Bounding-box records
^^^^^^^^

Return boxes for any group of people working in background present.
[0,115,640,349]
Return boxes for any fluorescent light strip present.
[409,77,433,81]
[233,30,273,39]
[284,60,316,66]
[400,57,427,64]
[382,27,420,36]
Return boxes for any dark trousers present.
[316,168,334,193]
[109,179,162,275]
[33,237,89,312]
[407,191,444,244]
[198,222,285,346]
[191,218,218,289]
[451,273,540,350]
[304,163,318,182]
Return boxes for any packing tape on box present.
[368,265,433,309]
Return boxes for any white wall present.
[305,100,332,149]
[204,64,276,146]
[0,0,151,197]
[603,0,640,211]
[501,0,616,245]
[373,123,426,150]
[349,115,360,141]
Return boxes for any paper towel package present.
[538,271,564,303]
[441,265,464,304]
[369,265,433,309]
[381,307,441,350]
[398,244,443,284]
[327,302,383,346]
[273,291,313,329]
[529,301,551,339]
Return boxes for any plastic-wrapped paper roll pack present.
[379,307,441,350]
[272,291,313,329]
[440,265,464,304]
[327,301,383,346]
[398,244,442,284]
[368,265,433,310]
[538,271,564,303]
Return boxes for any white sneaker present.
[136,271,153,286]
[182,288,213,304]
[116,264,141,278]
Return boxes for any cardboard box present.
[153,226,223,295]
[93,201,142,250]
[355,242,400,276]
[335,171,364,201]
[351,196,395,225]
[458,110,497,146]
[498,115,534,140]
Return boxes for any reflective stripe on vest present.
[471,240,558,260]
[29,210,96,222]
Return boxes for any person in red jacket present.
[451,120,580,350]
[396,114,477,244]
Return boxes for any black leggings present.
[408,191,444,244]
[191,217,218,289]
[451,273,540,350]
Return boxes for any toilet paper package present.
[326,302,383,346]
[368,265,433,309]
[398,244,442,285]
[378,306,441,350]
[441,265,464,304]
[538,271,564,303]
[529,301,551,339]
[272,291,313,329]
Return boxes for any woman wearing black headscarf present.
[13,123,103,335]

^^^^^^^^

**EXERCISE DETAILS:** Lay out every line of the rows above as a Markdown table with the columns No. and Line, numbering the lines in order. Leave out any blank lines.

**TASK RESPONSE:**
| No. | Line |
|---|---|
| 1 | Return boxes for any group of people working in background present. |
| 2 | [0,115,640,349] |
| 3 | Return boxes for any fluorescent light strip present. |
| 4 | [409,77,433,81] |
| 5 | [233,30,273,39] |
| 6 | [284,60,316,66] |
| 7 | [400,57,427,64] |
| 8 | [382,27,420,36] |
| 9 | Return boxes for any dark trousers present. |
| 10 | [316,168,334,193] |
| 11 | [109,179,162,275] |
| 12 | [33,237,89,312] |
| 13 | [407,191,444,244] |
| 14 | [198,222,285,346] |
| 15 | [191,218,218,289] |
| 16 | [451,273,540,350] |
| 17 | [304,163,318,182] |
| 18 | Return boxes for any packing tape on box present. |
| 19 | [368,265,433,309] |
| 20 | Return boxes for any white wall present. |
| 21 | [305,100,332,149] |
| 22 | [204,64,276,146] |
| 23 | [0,0,151,197] |
| 24 | [603,0,640,211] |
| 25 | [501,0,616,245] |
| 26 | [373,123,426,150] |
| 27 | [349,115,360,141] |
| 28 | Return boxes for any paper towel package present. |
| 29 | [538,271,564,303] |
| 30 | [441,265,464,304] |
| 31 | [369,265,433,309] |
| 32 | [381,307,441,350] |
| 33 | [398,244,443,284] |
| 34 | [327,302,383,346] |
| 35 | [273,291,313,329] |
| 36 | [529,301,551,339] |
| 37 | Return boxes for any plastic-wrapped paper roll pack present. |
| 38 | [379,307,441,350] |
| 39 | [272,291,313,329] |
| 40 | [440,265,464,304] |
| 41 | [327,301,383,346] |
| 42 | [398,244,442,284] |
| 43 | [368,265,433,310] |
| 44 | [538,271,564,303] |
| 45 | Return boxes for any white sneaker present. |
| 46 | [136,271,153,286] |
| 47 | [182,288,213,304] |
| 48 | [116,264,141,278] |
| 49 | Return boxes for any cardboard box present. |
| 50 | [153,226,223,295] |
| 51 | [93,201,142,250] |
| 52 | [355,242,400,276] |
| 53 | [335,171,364,201] |
| 54 | [351,196,395,225] |
| 55 | [458,110,497,146] |
| 56 | [498,115,534,140] |
| 57 | Return boxes for any reflective stripe on vest present. |
| 58 | [471,240,558,260] |
| 59 | [29,210,96,222] |
| 60 | Return boxes for any person in red jacket present. |
| 61 | [451,120,580,350] |
| 62 | [396,114,477,244] |
| 63 | Return boxes for any black leggings present. |
| 64 | [408,191,444,244] |
| 65 | [191,217,218,289] |
| 66 | [451,273,540,350] |
| 67 | Return boxes for any toilet paper package present. |
| 68 | [326,302,383,346] |
| 69 | [368,265,433,309] |
| 70 | [398,244,442,285] |
| 71 | [378,306,441,350] |
| 72 | [441,265,464,304] |
| 73 | [538,271,564,303] |
| 74 | [529,301,551,339] |
| 75 | [272,291,313,329] |
| 76 | Return boxes for any woman wearing black headscarf present. |
| 77 | [13,123,103,335] |